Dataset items
Segment Open

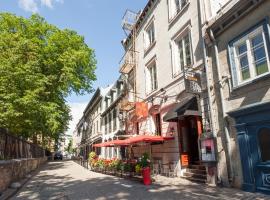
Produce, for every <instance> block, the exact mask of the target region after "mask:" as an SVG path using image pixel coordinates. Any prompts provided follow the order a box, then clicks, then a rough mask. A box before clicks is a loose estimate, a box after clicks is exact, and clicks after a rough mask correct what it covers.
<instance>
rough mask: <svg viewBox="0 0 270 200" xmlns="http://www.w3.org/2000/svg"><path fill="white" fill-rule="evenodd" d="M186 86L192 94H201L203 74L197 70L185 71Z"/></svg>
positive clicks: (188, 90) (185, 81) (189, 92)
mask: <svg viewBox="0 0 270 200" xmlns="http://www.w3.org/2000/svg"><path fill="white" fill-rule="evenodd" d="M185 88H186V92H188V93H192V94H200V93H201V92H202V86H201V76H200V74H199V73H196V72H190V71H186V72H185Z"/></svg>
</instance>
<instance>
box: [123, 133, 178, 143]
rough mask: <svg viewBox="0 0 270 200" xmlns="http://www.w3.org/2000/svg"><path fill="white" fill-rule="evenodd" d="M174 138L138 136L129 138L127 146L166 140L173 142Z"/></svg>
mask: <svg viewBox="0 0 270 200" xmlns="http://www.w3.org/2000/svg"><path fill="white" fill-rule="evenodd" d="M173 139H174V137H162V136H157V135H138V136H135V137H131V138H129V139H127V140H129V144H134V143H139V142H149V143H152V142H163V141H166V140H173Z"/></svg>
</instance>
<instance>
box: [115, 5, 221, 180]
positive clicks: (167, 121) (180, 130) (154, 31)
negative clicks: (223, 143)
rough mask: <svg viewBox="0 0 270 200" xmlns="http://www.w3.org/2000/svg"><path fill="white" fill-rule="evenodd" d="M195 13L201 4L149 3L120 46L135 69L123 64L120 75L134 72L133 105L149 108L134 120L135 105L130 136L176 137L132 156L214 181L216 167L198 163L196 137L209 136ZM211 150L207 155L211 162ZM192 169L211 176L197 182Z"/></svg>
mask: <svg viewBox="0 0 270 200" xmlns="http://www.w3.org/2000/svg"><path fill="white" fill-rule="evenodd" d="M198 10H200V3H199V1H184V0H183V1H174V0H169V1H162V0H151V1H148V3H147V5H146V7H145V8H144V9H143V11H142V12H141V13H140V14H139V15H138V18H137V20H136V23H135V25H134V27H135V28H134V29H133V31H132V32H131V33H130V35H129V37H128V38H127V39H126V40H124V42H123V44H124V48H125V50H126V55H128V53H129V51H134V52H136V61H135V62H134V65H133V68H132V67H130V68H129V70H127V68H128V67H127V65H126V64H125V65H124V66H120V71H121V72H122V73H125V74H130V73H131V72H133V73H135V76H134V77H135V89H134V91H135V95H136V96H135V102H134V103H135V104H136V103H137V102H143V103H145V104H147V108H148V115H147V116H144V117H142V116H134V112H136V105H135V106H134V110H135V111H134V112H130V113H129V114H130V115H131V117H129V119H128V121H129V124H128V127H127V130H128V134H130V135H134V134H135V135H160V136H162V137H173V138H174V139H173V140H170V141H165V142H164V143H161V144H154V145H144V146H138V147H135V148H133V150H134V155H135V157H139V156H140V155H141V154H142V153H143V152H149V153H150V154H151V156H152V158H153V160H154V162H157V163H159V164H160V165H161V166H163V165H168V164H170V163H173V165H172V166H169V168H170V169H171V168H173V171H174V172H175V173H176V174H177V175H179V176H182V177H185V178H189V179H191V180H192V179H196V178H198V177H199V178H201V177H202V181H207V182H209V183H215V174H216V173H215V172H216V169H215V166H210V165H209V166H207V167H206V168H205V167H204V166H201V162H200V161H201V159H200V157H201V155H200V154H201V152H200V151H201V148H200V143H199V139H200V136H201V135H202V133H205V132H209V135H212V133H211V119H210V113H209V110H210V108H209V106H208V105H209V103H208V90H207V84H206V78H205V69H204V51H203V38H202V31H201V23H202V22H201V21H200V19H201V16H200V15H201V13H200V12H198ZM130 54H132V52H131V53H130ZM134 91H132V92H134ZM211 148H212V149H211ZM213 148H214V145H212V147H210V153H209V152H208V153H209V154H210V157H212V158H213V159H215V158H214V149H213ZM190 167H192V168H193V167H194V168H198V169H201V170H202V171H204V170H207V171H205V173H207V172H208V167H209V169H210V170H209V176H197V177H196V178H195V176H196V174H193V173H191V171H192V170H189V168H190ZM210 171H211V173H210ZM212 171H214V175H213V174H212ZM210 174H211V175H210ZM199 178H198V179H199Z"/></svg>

Segment Closed

_What you should do_
Copy every line of the records above that contains the string "positive", matching case exactly.

_Solved exercise_
positive clicks: (188, 90) (185, 81) (189, 92)
positive clicks: (167, 121) (180, 130) (154, 31)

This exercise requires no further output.